# start of Extracted records
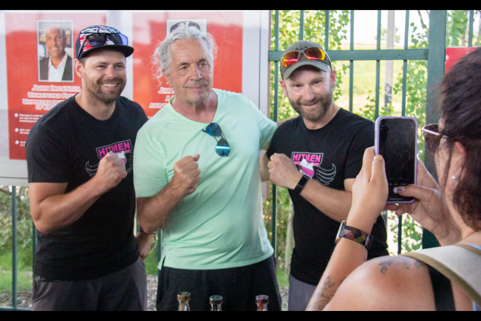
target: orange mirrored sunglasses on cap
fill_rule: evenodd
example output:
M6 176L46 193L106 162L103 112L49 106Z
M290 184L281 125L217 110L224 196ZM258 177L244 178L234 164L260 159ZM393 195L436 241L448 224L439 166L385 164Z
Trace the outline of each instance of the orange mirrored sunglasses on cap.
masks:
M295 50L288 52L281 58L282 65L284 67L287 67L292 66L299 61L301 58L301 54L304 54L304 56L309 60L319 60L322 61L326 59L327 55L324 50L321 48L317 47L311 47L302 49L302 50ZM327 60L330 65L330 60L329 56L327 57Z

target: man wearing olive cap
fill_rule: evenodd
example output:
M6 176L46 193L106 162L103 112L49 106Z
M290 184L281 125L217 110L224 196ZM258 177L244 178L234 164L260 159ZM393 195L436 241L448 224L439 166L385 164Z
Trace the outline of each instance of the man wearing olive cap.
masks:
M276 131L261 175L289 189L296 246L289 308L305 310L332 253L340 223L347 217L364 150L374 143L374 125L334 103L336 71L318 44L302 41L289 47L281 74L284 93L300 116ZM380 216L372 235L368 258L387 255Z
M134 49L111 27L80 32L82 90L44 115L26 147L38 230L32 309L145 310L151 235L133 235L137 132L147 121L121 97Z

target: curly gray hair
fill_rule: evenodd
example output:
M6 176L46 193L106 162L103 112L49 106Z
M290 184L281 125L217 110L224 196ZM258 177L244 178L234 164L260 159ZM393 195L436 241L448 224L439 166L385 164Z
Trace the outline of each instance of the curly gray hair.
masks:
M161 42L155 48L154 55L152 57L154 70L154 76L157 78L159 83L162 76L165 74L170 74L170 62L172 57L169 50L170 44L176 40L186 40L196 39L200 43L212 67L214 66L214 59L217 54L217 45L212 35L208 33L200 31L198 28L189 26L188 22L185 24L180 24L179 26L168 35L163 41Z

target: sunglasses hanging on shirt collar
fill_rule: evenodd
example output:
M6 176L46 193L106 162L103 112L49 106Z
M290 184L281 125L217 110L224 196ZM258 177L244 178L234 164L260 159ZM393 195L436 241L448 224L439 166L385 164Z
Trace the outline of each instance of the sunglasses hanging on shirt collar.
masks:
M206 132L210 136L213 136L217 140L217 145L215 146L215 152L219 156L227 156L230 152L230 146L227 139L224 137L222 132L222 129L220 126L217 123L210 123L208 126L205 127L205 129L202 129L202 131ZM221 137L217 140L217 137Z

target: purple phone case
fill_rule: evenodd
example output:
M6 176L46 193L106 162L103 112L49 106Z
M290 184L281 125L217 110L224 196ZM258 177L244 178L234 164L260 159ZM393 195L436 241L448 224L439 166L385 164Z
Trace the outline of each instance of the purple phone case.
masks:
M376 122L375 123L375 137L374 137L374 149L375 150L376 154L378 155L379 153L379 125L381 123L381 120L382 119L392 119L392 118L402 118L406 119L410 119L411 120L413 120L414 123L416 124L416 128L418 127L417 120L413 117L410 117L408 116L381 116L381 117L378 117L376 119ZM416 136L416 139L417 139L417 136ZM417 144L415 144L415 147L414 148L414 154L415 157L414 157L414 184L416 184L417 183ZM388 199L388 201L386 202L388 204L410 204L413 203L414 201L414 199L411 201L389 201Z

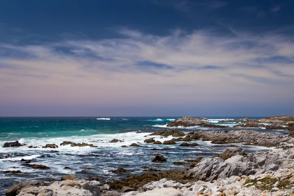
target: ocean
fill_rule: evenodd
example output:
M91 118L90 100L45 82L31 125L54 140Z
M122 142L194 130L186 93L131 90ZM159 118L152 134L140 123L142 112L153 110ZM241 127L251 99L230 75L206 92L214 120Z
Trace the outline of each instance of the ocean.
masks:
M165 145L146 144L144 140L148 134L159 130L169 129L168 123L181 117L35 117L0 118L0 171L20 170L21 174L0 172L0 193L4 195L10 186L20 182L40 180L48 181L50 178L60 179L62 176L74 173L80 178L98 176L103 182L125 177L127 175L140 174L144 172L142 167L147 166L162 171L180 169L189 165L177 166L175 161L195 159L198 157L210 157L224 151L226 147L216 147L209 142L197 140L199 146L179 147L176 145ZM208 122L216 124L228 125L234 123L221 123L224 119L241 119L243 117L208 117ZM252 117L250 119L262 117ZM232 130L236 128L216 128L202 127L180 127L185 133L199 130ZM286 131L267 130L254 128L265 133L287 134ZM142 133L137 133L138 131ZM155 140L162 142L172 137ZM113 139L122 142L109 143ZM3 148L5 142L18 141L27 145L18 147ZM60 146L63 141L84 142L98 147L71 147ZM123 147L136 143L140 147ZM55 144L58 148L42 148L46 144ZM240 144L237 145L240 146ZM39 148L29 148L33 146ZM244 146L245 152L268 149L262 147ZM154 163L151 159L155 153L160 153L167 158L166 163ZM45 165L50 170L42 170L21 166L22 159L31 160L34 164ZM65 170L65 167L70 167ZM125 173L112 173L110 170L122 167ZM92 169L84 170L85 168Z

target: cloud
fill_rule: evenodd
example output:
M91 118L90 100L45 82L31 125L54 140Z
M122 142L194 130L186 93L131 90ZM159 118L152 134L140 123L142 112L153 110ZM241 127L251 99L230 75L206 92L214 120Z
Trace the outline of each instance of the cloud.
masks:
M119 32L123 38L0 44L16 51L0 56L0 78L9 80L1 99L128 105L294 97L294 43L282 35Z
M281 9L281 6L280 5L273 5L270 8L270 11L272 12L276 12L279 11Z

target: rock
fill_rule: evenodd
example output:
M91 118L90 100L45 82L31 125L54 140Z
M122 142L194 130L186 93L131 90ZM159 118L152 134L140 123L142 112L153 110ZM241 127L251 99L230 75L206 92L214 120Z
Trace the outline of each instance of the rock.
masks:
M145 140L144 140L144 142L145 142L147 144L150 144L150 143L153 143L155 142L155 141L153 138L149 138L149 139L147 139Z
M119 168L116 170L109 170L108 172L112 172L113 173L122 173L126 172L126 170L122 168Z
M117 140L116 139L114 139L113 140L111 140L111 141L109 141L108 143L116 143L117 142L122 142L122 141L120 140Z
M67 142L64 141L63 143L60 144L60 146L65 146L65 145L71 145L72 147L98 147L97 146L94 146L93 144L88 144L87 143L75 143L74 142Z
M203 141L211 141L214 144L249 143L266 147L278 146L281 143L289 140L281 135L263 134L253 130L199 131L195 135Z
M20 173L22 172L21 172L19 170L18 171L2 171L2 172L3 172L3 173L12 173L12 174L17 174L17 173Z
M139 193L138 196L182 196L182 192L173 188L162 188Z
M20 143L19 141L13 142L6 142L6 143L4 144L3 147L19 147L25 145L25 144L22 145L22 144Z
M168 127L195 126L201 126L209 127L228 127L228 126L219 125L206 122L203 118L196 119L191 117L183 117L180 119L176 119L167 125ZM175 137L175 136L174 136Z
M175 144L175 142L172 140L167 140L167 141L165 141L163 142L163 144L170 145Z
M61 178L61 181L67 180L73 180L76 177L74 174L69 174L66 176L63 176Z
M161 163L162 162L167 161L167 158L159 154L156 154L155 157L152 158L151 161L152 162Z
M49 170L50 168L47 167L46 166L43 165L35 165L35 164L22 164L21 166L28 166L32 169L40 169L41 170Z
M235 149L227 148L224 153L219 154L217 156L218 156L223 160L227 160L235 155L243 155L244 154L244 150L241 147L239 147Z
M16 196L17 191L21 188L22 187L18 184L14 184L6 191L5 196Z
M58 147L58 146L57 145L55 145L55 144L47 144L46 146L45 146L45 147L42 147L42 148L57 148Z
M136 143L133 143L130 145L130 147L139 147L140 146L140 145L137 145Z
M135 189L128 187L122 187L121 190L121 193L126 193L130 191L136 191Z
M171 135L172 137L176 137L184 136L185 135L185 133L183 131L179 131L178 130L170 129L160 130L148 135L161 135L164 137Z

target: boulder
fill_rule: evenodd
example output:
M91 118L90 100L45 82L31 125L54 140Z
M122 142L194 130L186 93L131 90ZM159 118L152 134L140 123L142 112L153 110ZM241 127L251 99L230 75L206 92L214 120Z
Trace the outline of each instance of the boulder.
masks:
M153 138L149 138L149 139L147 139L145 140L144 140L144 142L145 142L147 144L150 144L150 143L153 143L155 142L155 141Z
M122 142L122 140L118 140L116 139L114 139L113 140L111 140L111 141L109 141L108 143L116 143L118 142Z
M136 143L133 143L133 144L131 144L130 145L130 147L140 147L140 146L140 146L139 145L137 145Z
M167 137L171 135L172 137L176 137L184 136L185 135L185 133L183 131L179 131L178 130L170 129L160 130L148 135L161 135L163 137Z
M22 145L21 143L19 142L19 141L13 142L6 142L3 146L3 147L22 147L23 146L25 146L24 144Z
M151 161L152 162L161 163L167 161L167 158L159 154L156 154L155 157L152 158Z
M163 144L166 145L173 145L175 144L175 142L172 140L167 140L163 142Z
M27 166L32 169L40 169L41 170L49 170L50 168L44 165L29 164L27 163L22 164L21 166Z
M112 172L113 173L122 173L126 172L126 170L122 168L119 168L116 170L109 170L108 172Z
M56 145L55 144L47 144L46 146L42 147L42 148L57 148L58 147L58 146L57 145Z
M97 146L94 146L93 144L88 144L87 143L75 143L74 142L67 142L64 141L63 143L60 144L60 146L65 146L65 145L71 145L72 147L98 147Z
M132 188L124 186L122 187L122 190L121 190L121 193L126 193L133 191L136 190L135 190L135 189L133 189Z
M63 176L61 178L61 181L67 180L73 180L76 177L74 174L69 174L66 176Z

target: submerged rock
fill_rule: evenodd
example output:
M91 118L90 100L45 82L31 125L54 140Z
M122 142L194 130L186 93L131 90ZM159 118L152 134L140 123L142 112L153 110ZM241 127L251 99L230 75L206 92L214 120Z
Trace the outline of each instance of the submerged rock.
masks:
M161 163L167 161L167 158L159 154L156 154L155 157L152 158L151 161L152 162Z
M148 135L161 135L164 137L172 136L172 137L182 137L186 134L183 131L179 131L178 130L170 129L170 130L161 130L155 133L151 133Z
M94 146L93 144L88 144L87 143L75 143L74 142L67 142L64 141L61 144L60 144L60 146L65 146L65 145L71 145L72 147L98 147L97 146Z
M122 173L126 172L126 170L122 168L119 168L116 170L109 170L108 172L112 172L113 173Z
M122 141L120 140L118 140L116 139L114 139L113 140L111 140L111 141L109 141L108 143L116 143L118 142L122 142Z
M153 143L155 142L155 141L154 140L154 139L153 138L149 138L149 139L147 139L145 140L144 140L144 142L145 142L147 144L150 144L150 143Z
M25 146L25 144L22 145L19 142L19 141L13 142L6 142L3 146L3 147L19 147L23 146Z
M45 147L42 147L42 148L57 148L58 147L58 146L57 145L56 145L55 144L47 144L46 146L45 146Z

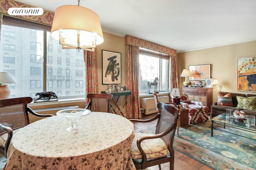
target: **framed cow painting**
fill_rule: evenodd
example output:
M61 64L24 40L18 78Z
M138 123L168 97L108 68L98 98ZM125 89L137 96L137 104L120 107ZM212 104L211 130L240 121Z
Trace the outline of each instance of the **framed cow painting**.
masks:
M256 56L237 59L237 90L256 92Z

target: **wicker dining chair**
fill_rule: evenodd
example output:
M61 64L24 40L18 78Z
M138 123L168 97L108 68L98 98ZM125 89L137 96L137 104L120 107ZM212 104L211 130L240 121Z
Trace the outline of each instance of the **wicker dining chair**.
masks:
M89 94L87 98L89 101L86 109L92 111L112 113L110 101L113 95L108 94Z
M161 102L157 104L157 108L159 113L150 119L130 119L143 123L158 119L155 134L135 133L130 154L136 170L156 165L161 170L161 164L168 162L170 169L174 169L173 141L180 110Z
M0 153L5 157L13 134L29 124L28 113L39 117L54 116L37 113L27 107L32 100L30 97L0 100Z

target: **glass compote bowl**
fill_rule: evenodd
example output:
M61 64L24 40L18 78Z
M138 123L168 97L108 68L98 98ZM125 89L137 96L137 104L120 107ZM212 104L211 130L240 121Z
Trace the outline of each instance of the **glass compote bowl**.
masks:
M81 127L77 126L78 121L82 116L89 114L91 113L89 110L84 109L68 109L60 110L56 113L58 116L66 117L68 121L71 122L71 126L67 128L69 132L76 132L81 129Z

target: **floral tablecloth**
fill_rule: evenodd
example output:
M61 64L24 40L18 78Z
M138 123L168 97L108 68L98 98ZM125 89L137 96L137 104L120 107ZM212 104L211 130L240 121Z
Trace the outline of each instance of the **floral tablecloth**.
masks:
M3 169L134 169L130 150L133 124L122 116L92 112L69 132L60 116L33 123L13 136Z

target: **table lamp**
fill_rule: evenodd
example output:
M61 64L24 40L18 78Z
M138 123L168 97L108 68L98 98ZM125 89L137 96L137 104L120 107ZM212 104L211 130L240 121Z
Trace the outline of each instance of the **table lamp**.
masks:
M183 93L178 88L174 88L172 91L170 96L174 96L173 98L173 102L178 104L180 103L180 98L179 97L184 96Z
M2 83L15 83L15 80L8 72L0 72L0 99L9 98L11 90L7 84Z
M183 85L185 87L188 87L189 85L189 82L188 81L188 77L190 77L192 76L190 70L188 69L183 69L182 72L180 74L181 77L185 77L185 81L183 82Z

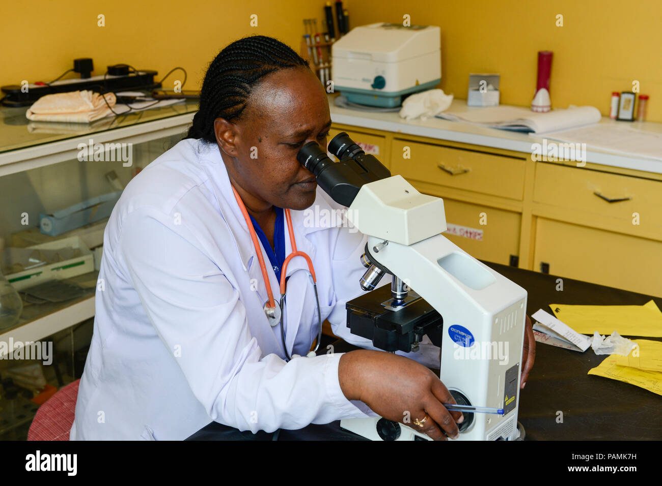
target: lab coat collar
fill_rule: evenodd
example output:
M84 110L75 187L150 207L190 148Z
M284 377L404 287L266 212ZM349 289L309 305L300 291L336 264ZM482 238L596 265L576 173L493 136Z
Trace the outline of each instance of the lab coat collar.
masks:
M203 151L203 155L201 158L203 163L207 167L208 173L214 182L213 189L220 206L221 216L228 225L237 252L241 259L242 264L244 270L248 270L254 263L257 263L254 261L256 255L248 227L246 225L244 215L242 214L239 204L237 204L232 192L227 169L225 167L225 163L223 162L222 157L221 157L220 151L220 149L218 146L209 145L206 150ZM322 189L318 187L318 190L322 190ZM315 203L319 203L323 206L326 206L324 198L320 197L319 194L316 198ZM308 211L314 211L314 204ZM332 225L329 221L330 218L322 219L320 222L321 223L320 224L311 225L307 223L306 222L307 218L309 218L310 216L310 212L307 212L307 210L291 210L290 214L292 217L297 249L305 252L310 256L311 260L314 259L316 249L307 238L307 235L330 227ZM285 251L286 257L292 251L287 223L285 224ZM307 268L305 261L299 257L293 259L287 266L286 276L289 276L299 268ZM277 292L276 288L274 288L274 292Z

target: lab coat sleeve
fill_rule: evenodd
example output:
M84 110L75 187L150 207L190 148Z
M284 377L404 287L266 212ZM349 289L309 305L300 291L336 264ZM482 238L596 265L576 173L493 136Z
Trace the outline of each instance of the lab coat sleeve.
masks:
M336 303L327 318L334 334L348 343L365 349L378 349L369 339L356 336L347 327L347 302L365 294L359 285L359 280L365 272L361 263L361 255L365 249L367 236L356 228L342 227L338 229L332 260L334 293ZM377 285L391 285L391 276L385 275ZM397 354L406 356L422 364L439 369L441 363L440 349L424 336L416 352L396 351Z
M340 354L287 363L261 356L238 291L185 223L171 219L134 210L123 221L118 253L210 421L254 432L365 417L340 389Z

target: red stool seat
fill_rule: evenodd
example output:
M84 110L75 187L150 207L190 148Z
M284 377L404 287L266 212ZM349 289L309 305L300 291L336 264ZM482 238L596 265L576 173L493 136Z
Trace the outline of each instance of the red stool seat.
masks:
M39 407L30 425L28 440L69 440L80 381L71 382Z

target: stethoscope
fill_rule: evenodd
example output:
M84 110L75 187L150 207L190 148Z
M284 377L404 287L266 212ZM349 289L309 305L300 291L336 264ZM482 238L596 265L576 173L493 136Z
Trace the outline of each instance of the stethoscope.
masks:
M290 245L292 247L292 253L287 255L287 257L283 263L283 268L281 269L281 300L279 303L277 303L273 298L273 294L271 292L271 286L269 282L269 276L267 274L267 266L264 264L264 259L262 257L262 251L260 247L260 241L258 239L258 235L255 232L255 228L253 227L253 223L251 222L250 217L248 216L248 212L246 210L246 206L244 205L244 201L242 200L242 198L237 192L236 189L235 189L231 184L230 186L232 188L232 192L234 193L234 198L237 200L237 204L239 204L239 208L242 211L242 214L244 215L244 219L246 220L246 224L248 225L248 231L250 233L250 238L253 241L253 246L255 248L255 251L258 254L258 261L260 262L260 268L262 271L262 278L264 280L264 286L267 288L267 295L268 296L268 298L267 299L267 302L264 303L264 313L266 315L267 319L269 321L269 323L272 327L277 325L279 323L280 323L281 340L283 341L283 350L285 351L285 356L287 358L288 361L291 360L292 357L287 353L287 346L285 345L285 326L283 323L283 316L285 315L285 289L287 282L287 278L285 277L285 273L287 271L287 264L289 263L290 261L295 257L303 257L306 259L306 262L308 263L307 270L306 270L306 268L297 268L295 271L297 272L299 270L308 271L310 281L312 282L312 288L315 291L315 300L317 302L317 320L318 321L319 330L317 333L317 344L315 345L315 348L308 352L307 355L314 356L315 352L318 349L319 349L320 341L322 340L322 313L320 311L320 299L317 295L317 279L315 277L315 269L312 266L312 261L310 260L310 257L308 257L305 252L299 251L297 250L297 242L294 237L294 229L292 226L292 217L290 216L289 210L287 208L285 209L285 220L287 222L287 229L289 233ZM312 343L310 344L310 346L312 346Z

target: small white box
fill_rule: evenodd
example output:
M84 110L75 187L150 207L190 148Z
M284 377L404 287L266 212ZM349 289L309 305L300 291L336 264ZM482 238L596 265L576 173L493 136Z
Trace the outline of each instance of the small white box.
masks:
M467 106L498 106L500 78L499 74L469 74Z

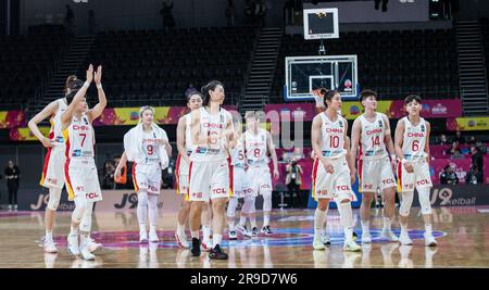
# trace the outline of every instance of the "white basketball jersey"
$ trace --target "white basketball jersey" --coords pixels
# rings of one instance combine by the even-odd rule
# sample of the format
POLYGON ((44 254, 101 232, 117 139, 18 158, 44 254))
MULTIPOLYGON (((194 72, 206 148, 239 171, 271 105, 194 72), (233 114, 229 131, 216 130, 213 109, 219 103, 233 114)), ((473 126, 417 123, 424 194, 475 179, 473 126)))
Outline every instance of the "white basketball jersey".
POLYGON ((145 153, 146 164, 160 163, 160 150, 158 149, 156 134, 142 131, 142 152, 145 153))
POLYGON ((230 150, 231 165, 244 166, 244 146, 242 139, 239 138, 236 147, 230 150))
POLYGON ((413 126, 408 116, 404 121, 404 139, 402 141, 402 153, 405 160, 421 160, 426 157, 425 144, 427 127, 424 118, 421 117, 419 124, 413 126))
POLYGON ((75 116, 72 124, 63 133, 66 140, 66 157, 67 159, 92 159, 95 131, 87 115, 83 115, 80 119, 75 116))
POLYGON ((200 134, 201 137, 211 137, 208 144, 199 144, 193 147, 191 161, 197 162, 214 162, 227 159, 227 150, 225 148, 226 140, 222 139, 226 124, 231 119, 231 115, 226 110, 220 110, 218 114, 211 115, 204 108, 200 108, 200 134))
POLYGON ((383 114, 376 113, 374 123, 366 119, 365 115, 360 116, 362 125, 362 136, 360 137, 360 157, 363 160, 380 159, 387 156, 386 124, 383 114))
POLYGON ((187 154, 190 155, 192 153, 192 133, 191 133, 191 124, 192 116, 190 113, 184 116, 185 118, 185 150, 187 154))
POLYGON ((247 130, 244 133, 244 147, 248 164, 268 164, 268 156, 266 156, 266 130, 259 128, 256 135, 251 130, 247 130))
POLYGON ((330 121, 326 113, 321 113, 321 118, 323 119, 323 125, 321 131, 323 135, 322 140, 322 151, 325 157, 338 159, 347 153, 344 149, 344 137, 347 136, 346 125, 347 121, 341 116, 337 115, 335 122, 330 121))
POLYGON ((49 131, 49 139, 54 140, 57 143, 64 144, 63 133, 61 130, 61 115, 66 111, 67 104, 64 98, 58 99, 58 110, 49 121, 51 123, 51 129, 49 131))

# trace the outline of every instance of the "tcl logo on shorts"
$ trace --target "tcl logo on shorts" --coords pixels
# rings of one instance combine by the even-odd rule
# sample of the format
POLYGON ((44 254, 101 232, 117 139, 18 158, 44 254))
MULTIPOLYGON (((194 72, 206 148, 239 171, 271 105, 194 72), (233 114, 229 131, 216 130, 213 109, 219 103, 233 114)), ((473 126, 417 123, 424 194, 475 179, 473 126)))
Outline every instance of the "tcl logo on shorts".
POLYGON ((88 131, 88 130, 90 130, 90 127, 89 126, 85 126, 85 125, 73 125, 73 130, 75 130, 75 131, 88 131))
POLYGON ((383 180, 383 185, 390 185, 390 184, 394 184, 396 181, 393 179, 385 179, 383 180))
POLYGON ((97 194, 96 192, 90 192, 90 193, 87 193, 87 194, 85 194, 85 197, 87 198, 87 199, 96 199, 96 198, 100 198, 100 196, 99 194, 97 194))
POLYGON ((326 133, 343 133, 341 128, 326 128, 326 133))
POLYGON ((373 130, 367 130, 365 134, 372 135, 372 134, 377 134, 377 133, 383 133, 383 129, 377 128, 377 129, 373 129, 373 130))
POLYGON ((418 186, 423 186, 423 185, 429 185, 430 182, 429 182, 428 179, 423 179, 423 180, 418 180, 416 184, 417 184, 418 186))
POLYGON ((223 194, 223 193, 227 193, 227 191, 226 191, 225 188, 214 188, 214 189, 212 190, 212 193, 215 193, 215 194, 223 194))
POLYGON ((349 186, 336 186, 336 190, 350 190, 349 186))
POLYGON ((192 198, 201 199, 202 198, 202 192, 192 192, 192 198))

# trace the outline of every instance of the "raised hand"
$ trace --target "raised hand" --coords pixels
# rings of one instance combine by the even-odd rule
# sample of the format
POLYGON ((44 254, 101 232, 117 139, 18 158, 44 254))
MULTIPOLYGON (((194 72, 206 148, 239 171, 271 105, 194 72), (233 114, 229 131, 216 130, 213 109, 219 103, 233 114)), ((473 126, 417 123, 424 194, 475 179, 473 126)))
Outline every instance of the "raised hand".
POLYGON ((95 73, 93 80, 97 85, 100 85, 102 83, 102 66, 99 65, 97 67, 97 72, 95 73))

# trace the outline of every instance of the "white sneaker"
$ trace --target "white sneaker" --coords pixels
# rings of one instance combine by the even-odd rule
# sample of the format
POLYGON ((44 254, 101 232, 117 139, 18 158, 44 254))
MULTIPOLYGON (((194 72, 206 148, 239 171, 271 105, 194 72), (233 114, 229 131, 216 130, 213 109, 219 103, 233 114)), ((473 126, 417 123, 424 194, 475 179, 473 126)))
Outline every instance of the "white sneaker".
# end of Extracted records
Work to be completed -
Output the part of the data above that begins with the line containing "target: red stool seat" and ends with the line containing "M39 407L30 425L28 440L69 440L80 381L71 382Z", both included, as a JSON list of strings with one string per line and any blank lines left out.

Task answer -
[
  "target: red stool seat",
  "fill_rule: evenodd",
  "example output:",
  "M84 110L75 187L150 207L190 148Z",
  "M284 377L404 287L266 212ZM349 289L309 305L300 291L336 264ZM482 238L596 265L576 173L493 136Z",
  "Trace the outline of each instance of the red stool seat.",
  "masks:",
  "M39 407L30 425L28 440L69 440L80 381L71 382Z"
]